§ Trecho do texto:
------------------------------

Agora, os tempos são outros. Com o casamento, a adoção de crianças, os seriados do Netflix e as empresas interessadas no Pink Money, ser gay está cada vez mais mainstream. O preconceito é real e ainda há muita luta pela frente, mas a famigerada “Ditadura Gayzista” tão temida pelos conservadores parece cada vez mais forte, e de um jeito um tanto quanto inesperado: LIMPO!
É contraditório que o Movimento LGBT seja acusado de atentar contra a família tradicional. Por muito tempo, a grande demanda dessa comunidade foi a do casamento, que é precisamente a instituição mais conservadora que existe. As pessoas trans pedem que sua identidade de gênero seja reconhecida – o que colocaria seus documentos em concordância com sua aparência social – e toda uma geração de gays e lésbicas cresceu nessa atmosfera de abertura, com o ideal de inclusão cada vez mais próximo. Se isso não é defender a moral e os bons costumes, é o quê?

------------------------------

§ Descrição da tarefa:
Escreva a continuação do texto acima sobre o Movimento LGBT e a chegada da vida gay ao mainstream, começando logo depois da última frase.

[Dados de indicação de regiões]
------------------------------

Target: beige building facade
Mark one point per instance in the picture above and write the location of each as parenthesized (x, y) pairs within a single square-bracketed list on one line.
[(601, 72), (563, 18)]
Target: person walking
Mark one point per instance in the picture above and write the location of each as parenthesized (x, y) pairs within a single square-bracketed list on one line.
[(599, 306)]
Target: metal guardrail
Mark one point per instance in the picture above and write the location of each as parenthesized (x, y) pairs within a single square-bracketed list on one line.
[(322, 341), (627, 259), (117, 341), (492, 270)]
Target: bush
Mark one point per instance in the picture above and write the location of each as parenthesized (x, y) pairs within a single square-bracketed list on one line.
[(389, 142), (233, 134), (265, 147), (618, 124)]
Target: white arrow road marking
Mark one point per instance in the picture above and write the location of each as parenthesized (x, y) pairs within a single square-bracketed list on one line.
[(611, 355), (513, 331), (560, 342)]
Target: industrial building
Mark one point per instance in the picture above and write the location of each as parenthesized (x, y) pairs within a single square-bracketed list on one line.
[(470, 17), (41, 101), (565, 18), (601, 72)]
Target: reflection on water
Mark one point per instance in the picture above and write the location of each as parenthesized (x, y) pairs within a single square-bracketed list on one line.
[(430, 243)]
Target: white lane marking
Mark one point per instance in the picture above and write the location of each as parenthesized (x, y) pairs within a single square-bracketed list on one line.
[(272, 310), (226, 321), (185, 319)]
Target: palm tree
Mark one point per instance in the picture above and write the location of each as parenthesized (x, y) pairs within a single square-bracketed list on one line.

------------------------------

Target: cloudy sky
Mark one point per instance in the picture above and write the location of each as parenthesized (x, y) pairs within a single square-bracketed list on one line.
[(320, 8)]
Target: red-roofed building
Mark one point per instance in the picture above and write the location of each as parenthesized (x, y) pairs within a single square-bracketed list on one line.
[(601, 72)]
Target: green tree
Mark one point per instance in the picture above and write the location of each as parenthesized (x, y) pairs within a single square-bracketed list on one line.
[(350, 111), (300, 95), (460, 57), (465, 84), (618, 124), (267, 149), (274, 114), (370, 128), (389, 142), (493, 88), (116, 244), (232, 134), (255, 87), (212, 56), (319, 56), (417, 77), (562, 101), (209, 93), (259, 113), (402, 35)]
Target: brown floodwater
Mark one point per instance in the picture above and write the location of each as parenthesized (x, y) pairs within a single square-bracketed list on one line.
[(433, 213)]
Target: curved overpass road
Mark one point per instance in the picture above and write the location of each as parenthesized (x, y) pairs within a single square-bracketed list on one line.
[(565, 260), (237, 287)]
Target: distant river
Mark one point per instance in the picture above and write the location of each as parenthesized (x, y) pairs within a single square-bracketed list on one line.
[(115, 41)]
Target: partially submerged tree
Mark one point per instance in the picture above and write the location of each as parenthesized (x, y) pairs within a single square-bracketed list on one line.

------------------------------

§ Resposta esperada:
OK, talvez os casamentos gays sejam um pouquinho diferentes, com festas fabulosas para seguir o estereótipo ou com acordos liberais sobre sexo grupal, poliamor e afins. Entretanto, o que se vê é a valorização de um modelo higienizado de gay que é utilizado politicamente para mandar a mensagem de que “gay também é gente” e principalmente, “gente normal”. É o homem gay branco, de classe média, com ensino superior, verniz cultural e relacionamentos estáveis e monogâmicos que é vendido como “garoto propaganda” da recuperação do “transviado”. A bicha promíscua, o viado pobre e o gay negro continuam à margem, enquanto lésbicas e bissexuais são invisibilizados e transexuais são assassinados, ilustrando perfeitamente a classificação hierárquica a que estamos sujeitos.
Para alguns, a luz. Para os outros, a sombra.
A marginalização do afeto homossexual criou espaços alternativos para esse amor “que não ousava dizer seu nome”. Uma espécie de sociedade paralela que vivia em banheiros, em cinemas eróticos, em parques escuros, em boates e em reuniões secretas. Histórias de amor e de amizade enterradas para sempre em armários lacrados, que hoje podem ver a luz do sol.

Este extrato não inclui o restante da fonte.